Problem - In the material below, copy out every line from the one containing "Field inspection note: the hanging" through the end of the material, keeping each line unchanged.

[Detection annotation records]

— Begin —

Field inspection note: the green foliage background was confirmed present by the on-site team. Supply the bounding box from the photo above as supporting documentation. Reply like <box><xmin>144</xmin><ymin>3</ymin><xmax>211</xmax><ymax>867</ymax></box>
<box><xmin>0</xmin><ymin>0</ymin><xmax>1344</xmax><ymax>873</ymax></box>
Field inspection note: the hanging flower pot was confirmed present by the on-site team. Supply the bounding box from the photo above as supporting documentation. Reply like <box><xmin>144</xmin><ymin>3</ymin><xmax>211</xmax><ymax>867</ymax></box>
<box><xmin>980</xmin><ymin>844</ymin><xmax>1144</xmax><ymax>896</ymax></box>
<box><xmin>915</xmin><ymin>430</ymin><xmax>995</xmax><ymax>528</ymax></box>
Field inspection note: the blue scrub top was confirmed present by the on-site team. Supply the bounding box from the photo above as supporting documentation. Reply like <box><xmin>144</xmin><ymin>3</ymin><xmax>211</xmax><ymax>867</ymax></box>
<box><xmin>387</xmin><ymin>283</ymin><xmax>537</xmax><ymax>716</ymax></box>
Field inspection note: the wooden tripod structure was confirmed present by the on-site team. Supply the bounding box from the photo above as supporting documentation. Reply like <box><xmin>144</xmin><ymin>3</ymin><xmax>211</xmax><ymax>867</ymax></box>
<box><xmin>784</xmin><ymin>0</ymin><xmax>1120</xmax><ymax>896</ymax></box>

— End —

Worked answer -
Field inspection note: the hanging flower pot was confirmed present by the on-site team. Supply the bounding box from the photo above as supporting documentation. Reply like <box><xmin>144</xmin><ymin>3</ymin><xmax>211</xmax><ymax>867</ymax></box>
<box><xmin>980</xmin><ymin>844</ymin><xmax>1144</xmax><ymax>896</ymax></box>
<box><xmin>915</xmin><ymin>430</ymin><xmax>995</xmax><ymax>528</ymax></box>
Field inspection note: the blue scrub top was confirmed present by the on-site team. Supply the bounding box from the photo above as supporting documentation. Reply like <box><xmin>144</xmin><ymin>3</ymin><xmax>211</xmax><ymax>867</ymax></box>
<box><xmin>387</xmin><ymin>283</ymin><xmax>537</xmax><ymax>716</ymax></box>
Field inspection note: the wooden tripod structure was confirmed present by the on-site team. Supply the bounding box from the photo above as supporting documentation. Reply like <box><xmin>144</xmin><ymin>3</ymin><xmax>211</xmax><ymax>867</ymax></box>
<box><xmin>784</xmin><ymin>0</ymin><xmax>1120</xmax><ymax>896</ymax></box>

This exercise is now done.